> **Dataset rows**:
..............................

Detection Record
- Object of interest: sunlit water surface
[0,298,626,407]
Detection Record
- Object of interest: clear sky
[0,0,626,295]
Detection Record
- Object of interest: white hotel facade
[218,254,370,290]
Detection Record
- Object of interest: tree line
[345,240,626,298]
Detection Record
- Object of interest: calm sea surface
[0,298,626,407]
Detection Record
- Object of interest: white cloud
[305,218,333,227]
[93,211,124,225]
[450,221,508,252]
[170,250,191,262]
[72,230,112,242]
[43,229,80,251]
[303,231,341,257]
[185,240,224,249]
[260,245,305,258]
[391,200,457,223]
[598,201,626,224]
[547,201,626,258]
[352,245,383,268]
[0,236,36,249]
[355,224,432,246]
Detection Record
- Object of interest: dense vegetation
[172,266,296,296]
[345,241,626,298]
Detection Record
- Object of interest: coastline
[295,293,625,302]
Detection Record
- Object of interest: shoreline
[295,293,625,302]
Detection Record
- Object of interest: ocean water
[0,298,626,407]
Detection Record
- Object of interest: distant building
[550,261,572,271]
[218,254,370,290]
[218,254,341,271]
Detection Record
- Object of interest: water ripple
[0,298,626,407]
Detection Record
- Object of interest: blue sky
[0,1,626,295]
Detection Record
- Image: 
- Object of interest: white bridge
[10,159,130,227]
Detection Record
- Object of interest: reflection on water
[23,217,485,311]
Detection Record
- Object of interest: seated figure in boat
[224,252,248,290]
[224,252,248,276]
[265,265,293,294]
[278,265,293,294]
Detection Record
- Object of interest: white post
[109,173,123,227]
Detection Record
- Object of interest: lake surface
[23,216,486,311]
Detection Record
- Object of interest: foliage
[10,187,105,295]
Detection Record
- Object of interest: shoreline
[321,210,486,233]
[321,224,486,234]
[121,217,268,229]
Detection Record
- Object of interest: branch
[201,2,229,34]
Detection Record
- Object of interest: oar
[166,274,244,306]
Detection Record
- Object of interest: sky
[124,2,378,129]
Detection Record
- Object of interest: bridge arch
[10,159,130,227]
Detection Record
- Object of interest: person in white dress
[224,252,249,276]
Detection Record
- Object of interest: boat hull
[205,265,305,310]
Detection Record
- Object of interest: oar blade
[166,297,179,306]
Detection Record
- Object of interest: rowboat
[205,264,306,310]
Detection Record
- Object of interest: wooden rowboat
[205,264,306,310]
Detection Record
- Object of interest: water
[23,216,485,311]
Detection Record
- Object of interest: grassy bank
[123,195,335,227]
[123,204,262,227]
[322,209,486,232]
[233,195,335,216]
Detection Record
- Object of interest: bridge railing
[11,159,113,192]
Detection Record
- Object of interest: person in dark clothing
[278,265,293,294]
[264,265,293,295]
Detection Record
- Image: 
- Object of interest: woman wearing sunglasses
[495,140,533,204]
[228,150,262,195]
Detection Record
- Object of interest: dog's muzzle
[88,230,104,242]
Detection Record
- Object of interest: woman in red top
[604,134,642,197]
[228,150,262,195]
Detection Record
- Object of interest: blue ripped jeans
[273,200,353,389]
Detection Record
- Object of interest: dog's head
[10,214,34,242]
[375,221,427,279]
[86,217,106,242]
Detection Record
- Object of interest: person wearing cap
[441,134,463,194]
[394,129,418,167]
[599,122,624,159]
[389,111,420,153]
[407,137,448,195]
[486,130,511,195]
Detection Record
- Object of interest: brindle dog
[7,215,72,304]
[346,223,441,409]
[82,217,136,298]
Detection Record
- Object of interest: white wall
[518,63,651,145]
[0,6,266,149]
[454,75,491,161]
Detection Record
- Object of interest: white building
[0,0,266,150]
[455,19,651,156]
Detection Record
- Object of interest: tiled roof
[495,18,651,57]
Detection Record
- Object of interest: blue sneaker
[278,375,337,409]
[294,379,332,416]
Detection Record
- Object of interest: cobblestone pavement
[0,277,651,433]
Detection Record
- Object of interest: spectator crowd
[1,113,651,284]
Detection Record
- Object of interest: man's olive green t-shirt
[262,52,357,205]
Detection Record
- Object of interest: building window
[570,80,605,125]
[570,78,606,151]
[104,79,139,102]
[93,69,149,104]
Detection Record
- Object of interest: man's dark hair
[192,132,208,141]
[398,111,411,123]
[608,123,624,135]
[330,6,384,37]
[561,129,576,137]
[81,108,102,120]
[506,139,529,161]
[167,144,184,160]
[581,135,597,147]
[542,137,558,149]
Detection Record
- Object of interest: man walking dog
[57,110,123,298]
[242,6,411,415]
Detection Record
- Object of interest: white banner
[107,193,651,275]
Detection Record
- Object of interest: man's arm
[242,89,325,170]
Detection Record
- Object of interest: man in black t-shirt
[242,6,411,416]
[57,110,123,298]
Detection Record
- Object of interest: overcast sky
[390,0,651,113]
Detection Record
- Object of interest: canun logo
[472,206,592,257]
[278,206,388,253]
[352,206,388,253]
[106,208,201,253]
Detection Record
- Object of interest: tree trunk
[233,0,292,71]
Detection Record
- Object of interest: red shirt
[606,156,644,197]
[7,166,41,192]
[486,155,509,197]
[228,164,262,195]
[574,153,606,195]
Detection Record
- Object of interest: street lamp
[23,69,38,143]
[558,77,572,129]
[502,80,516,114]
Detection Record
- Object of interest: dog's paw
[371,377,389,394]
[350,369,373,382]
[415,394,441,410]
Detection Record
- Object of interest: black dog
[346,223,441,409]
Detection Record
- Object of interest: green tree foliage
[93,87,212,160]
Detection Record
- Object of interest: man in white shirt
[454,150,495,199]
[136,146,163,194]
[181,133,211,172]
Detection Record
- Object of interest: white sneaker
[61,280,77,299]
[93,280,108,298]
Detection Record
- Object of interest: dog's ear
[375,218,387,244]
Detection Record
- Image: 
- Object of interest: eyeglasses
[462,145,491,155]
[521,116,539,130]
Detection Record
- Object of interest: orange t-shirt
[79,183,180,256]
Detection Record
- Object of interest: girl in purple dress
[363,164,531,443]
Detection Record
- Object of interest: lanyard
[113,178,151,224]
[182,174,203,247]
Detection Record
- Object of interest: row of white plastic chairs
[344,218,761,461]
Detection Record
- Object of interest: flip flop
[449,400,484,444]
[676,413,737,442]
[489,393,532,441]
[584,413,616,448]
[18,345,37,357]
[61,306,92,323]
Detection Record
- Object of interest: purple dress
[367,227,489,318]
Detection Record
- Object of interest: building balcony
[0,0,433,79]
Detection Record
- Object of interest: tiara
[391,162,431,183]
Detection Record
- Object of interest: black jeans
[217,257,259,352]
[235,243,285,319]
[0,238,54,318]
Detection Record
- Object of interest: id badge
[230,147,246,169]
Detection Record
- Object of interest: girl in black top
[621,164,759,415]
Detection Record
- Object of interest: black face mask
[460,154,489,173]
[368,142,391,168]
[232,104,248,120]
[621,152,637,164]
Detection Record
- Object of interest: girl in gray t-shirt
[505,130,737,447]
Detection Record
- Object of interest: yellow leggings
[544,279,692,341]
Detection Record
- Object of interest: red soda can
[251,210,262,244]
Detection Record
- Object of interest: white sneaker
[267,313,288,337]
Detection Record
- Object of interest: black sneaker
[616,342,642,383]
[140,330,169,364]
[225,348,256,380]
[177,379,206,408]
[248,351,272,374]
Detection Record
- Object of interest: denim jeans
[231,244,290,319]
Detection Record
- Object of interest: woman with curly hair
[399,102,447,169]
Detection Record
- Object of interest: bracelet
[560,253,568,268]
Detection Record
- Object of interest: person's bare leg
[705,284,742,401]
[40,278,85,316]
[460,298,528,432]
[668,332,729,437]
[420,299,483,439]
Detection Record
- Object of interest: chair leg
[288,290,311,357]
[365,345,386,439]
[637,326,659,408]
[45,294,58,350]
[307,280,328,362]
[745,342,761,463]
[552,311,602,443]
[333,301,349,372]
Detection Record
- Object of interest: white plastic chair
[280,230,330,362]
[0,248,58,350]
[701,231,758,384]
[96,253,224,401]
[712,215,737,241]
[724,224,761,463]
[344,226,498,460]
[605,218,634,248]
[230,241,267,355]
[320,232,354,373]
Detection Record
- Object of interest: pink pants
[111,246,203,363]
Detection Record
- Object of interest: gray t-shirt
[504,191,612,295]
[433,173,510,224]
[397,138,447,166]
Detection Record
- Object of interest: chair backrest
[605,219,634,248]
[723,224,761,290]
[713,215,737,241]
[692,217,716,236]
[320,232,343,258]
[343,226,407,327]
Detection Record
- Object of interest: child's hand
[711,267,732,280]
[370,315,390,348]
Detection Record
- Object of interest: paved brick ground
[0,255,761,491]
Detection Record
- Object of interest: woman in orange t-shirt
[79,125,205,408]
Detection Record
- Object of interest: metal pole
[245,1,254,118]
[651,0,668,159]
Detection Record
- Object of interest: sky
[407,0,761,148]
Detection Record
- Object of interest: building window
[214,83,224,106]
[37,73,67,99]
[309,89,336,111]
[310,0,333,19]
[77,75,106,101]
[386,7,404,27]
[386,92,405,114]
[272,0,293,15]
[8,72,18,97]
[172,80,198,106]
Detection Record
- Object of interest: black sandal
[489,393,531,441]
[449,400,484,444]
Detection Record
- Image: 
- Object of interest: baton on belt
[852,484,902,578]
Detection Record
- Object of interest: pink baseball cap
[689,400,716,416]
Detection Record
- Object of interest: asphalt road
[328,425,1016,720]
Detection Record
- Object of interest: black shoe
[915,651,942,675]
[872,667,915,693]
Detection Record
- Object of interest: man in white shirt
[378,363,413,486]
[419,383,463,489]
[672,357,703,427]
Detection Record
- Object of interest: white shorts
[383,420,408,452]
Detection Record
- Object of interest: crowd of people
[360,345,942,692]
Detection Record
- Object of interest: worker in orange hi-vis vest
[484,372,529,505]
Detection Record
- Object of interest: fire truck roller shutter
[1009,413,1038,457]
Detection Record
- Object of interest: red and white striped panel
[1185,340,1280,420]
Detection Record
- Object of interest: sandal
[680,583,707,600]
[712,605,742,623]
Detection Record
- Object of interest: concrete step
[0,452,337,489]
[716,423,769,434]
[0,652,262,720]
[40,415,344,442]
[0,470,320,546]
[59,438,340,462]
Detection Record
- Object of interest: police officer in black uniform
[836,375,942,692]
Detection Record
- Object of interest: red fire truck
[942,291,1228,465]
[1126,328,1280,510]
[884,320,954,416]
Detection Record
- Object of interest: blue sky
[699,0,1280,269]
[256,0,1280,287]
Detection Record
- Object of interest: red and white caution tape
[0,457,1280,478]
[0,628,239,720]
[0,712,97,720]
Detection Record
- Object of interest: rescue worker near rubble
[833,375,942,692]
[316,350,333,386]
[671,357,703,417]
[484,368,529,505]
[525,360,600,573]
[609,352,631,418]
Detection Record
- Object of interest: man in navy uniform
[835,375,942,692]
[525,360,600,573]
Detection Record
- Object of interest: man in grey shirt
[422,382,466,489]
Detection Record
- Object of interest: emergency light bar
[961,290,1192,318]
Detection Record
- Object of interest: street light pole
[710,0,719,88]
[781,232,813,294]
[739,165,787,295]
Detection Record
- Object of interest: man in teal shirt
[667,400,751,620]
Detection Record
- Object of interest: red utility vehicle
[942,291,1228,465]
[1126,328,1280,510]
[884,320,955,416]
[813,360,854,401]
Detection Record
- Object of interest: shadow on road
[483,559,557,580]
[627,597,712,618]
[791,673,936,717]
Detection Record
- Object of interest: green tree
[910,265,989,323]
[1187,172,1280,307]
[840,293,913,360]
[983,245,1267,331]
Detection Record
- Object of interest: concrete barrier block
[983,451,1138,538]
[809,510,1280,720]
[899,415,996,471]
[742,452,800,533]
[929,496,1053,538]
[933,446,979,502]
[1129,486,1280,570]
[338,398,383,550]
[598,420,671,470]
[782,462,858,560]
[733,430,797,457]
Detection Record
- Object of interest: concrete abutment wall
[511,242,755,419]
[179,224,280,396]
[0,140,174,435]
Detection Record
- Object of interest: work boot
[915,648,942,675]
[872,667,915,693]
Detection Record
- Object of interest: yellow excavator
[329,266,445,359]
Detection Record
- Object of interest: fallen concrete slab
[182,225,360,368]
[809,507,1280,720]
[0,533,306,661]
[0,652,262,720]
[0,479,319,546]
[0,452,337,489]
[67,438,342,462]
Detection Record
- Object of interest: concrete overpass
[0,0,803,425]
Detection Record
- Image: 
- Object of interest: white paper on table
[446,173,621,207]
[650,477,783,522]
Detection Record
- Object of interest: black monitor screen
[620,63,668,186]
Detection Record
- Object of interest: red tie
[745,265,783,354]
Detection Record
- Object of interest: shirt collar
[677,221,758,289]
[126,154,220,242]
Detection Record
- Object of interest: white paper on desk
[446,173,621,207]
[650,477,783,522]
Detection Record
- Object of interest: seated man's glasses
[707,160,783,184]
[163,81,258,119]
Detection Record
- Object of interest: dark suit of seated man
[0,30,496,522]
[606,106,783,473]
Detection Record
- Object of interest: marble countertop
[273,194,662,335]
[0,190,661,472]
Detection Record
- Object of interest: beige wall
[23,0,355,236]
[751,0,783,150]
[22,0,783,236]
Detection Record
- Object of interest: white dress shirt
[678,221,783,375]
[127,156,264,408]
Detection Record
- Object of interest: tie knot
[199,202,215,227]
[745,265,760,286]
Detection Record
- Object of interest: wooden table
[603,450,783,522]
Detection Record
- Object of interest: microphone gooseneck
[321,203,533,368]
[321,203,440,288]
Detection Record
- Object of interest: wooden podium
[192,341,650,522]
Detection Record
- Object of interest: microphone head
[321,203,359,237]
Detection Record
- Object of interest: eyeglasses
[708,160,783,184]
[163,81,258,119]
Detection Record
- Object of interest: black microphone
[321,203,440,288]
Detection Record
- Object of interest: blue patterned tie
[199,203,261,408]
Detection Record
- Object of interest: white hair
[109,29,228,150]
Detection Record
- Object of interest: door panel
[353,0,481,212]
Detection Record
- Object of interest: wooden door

..............................

> **Your task**: Quote each line of the listing that includes the word "water". Case counts.

> **Result of the task**:
- Object of interest: sunlit water surface
- Object of interest: ocean water
- Object of interest: water ripple
- Object of interest: reflection on water
- Object of interest: water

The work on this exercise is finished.